§ MATERIAL:
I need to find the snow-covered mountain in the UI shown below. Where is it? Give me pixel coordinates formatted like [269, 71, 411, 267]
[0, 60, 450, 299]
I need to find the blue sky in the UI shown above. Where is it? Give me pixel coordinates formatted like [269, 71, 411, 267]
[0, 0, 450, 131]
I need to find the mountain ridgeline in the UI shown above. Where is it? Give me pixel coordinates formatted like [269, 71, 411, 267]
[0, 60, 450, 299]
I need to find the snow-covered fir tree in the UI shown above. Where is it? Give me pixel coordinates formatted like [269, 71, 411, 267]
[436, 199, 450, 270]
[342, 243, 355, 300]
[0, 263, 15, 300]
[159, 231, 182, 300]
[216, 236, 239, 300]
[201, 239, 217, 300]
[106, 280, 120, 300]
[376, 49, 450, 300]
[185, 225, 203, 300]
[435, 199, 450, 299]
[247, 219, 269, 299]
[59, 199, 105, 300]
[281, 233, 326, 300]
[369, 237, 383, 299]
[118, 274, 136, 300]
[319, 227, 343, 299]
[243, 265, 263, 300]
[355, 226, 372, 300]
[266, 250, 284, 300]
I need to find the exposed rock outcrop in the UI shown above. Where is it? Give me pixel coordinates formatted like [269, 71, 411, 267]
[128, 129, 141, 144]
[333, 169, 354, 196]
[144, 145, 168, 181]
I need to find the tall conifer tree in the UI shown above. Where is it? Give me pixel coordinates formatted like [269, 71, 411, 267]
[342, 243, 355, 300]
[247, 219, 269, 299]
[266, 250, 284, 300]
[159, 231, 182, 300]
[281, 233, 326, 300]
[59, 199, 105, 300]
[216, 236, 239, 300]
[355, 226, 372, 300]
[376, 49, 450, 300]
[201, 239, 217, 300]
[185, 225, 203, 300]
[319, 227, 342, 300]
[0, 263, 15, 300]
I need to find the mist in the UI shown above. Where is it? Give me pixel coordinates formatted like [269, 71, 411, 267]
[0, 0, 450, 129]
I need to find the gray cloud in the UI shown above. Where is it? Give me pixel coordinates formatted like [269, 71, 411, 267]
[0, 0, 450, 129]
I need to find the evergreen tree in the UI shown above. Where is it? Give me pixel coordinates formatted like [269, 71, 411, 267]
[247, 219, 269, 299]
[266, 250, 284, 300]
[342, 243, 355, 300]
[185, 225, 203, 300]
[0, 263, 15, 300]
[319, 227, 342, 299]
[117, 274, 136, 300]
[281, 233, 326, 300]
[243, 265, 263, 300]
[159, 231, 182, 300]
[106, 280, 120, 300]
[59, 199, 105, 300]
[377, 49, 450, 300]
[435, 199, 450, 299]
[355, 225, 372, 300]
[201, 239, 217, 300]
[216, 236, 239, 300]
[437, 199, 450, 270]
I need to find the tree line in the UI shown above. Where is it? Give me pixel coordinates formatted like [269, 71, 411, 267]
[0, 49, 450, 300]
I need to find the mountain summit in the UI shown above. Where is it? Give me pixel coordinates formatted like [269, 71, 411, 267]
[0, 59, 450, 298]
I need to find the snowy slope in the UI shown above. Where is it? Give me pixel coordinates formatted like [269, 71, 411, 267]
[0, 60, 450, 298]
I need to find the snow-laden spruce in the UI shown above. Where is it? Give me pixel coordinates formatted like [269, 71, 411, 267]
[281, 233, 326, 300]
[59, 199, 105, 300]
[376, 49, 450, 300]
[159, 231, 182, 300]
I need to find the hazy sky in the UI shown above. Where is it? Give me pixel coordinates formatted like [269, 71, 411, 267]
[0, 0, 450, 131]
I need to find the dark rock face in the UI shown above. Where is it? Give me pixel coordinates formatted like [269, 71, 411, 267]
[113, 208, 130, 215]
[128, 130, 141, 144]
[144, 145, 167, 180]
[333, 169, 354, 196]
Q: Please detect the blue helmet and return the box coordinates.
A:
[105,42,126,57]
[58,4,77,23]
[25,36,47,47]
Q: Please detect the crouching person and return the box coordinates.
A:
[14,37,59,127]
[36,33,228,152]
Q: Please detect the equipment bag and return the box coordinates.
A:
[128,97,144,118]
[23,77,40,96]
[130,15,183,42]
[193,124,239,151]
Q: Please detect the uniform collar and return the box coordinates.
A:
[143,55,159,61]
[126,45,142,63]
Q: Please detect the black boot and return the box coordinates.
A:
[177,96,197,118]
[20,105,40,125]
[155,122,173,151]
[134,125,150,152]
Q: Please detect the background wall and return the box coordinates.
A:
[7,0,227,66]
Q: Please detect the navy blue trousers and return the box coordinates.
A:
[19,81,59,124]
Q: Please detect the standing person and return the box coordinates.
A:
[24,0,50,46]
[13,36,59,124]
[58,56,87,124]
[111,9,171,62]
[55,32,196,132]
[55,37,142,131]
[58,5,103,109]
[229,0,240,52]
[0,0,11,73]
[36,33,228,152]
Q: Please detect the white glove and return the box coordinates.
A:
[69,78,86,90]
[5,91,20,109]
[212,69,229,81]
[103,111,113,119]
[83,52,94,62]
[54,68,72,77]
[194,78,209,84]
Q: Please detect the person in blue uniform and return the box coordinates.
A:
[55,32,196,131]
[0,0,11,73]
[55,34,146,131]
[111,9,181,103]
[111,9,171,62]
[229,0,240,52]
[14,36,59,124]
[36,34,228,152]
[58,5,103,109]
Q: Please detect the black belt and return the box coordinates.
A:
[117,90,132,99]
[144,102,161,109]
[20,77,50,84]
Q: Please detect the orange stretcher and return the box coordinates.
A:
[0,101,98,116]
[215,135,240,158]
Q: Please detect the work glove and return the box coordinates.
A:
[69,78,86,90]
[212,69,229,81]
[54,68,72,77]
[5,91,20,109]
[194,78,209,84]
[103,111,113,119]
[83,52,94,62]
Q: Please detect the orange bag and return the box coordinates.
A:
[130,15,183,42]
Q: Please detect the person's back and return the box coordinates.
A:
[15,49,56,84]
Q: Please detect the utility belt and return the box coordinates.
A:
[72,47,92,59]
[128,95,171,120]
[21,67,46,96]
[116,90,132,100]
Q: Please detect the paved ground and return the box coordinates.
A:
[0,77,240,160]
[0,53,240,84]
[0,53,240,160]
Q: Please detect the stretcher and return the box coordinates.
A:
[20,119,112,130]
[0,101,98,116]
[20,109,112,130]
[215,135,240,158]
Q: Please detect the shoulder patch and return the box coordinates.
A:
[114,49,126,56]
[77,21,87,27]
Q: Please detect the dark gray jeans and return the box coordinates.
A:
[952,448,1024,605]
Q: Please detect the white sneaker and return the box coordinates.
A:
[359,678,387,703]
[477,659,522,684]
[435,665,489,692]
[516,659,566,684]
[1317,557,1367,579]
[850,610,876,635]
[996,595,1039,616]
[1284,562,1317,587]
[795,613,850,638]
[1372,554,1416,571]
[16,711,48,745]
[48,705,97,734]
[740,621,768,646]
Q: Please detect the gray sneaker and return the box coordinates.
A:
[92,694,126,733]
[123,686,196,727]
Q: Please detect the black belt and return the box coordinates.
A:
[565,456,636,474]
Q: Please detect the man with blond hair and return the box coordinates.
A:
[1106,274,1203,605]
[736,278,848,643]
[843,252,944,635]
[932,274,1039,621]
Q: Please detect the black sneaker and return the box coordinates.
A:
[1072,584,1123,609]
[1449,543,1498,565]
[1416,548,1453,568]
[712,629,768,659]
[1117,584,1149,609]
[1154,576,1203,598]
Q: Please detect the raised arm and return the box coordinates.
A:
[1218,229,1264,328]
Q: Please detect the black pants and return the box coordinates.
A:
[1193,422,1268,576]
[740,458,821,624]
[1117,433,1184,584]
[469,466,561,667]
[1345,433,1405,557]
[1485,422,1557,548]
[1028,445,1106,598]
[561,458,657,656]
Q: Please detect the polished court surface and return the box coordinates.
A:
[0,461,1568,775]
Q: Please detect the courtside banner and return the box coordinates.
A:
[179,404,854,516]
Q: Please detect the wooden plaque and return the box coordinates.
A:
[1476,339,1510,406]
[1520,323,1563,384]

§ WORK REQUIRED: Retype everything in the material from the line containing "Q: Please detect the white sneaker" down to the line containing "[561,458,657,656]", including both of those lines, with no changes.

§ RESULT OF THE TASK:
Q: Please detect the white sneaker and return the box coordinates.
A:
[359,678,387,703]
[477,659,522,684]
[435,665,489,692]
[516,659,566,684]
[1317,557,1367,579]
[850,610,876,635]
[996,595,1039,616]
[1284,562,1317,587]
[795,613,850,638]
[1372,554,1416,571]
[16,711,48,745]
[48,705,97,734]
[740,621,768,646]
Q: Please detect the gray sneaker and return the box coordinates.
A:
[92,694,126,733]
[123,686,196,727]
Q: Please detect the black belt and return the box coordinates.
A:
[565,456,636,474]
Q: Please detect the man with blond hair and return the box coordinates.
A:
[1106,274,1203,605]
[736,278,848,643]
[843,252,944,635]
[932,274,1039,621]
Q: Please detect the black sneaker and return the box coordinates.
A:
[1072,584,1123,609]
[1449,543,1498,565]
[1416,548,1453,568]
[712,629,768,659]
[1117,584,1149,609]
[1154,576,1203,598]
Q: Please detect the raised arm and return the box coordinates.
A:
[1218,229,1264,328]
Q: Please detect the black pants and return the box coordinates.
A:
[1193,422,1268,576]
[740,458,821,624]
[1117,433,1184,584]
[469,466,561,667]
[1345,433,1405,557]
[1485,422,1557,548]
[1028,445,1106,598]
[561,458,657,656]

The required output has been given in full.